═══ Extracted entries
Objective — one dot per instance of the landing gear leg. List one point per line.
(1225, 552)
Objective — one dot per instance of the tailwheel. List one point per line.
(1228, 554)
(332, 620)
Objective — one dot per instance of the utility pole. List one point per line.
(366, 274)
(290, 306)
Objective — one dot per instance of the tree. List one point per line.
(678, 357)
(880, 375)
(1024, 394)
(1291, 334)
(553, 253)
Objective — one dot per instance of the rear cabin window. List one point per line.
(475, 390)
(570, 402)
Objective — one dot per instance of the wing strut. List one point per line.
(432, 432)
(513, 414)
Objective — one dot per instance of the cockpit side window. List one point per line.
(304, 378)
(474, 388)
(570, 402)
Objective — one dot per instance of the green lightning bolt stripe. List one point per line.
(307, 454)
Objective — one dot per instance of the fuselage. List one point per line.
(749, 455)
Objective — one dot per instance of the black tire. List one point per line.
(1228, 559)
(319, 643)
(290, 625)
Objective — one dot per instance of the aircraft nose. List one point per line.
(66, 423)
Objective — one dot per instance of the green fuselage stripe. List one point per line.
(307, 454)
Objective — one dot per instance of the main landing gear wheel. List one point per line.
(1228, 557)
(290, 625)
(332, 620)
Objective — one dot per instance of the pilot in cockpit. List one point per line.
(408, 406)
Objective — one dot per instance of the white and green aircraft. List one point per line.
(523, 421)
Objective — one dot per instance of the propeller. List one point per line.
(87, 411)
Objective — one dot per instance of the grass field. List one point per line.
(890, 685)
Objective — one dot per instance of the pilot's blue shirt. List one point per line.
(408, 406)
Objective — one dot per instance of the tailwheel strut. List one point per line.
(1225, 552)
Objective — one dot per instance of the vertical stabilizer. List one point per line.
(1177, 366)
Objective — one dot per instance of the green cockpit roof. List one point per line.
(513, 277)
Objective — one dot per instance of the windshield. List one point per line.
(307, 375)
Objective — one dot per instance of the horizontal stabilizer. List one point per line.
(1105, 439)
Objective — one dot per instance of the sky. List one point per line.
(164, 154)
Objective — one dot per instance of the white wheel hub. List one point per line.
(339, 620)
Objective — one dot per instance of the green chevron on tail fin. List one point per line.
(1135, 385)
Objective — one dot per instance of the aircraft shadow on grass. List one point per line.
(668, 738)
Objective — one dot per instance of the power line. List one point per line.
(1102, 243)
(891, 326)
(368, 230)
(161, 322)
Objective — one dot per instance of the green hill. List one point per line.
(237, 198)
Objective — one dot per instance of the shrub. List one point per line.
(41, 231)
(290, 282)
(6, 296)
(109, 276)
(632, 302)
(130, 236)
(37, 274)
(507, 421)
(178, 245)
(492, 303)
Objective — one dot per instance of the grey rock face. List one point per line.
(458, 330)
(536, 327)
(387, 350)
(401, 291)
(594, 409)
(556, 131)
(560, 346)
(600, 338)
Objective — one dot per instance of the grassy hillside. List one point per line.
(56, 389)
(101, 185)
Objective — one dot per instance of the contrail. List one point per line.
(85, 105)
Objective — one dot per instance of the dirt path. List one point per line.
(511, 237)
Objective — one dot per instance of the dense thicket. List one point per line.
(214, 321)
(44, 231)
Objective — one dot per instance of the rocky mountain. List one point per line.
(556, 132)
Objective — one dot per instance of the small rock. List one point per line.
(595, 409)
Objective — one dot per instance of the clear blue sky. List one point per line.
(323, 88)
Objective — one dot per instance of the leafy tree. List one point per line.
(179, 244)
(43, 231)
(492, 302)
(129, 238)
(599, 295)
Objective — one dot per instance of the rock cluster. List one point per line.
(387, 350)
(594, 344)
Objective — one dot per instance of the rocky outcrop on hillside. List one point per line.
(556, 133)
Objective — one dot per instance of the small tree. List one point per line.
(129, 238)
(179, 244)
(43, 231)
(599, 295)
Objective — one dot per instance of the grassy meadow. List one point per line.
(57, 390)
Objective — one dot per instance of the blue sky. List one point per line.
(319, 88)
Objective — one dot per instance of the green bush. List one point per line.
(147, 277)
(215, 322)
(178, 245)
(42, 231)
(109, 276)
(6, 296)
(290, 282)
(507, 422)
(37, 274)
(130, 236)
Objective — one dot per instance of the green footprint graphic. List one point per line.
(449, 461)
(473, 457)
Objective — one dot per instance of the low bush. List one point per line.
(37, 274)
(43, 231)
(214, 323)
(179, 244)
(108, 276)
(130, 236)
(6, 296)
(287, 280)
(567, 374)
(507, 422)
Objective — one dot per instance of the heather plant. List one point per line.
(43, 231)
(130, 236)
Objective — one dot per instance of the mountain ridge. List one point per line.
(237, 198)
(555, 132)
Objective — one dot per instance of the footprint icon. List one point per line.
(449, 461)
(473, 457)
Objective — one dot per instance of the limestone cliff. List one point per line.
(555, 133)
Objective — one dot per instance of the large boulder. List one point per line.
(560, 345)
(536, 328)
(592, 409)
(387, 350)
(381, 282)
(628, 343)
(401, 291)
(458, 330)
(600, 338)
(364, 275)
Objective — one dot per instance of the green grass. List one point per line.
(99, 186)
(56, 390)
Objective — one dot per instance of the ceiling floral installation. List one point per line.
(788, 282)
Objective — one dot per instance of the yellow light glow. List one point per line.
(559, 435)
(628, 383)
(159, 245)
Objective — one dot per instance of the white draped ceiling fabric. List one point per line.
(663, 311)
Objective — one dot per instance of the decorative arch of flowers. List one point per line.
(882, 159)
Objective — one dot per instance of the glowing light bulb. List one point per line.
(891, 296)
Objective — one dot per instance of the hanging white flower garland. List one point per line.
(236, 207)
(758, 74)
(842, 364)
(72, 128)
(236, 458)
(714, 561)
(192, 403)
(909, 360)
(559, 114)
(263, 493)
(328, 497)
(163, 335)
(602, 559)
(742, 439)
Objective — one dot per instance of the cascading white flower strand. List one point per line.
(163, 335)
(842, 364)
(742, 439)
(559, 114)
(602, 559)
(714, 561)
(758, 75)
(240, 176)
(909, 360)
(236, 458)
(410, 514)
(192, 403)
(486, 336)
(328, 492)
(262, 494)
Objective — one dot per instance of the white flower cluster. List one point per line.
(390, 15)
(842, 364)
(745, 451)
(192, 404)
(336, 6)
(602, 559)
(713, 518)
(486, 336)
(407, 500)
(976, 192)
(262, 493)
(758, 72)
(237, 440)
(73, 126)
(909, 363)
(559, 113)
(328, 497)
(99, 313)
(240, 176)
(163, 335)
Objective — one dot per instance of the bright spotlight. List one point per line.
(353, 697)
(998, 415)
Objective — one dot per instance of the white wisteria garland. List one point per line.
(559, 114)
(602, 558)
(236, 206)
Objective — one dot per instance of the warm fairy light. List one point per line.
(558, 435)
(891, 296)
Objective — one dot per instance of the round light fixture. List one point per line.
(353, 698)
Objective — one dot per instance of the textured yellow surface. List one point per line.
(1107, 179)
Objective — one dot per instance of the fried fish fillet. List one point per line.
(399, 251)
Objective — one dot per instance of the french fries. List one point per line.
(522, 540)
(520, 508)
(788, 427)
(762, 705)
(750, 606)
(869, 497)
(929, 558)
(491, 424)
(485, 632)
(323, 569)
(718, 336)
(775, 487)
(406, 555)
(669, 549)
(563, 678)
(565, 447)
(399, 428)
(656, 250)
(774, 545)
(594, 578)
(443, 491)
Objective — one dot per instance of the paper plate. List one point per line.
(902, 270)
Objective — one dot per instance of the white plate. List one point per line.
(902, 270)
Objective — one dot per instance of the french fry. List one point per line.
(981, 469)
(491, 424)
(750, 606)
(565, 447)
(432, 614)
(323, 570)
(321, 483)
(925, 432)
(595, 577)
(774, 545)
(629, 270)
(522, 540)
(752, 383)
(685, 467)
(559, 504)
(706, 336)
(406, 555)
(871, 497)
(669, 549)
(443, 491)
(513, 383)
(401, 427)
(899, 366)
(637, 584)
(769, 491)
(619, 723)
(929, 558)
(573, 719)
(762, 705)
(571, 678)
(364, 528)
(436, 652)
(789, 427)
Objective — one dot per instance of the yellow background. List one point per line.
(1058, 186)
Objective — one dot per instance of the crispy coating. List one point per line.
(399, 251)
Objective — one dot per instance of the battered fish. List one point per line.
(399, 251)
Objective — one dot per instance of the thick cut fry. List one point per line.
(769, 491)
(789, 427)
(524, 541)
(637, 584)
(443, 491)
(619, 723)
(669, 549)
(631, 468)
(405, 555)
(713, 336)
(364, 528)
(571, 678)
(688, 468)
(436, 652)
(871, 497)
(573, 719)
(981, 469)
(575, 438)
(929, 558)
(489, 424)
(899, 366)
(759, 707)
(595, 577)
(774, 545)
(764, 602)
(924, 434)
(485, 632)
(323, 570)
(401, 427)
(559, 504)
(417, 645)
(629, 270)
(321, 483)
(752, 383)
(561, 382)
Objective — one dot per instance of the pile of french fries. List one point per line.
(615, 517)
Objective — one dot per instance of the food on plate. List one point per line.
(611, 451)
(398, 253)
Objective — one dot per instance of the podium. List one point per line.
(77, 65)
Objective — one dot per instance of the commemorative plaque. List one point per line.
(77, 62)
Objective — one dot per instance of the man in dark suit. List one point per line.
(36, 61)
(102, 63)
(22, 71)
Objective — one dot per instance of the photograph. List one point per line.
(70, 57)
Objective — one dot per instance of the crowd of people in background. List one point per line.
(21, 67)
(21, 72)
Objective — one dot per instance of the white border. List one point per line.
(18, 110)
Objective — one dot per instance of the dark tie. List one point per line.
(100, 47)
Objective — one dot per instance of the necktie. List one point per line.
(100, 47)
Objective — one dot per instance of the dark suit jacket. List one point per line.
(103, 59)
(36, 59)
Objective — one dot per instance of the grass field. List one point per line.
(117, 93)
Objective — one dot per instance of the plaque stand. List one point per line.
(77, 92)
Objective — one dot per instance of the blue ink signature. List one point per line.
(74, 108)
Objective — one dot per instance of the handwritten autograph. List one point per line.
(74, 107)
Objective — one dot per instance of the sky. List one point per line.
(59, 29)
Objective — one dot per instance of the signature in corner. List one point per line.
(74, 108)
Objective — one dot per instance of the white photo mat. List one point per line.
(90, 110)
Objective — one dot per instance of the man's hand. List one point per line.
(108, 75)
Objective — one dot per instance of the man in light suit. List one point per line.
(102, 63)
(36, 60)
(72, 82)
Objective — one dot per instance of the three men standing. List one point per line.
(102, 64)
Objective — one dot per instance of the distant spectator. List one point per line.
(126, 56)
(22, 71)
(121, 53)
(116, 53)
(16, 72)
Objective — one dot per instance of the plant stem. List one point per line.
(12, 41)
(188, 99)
══════
Exercise brief
Write out the lines above, starting at the line that contains "Objective — one dot per instance of the signature" and ending with the final line, and nothing else; copy them exactly.

Solved problem
Objective — one dot per instance of the signature in corner. List one point per line.
(74, 108)
Objective — one dot per instance of the white photo mat. List one point per line.
(90, 110)
Objective — one dot per instance of the man's hand. List one point per line.
(108, 75)
Objective — one dot per instance of the man in light suit. List one point per line.
(102, 63)
(36, 60)
(72, 82)
Objective — one dot per instance of the three men standing. List one point per line.
(102, 64)
Objective — one dot per instance of the distant spectator. List one point per line.
(126, 56)
(22, 71)
(121, 53)
(116, 53)
(16, 72)
Objective — one dot per instance of the plant stem. List one point per line.
(12, 41)
(188, 99)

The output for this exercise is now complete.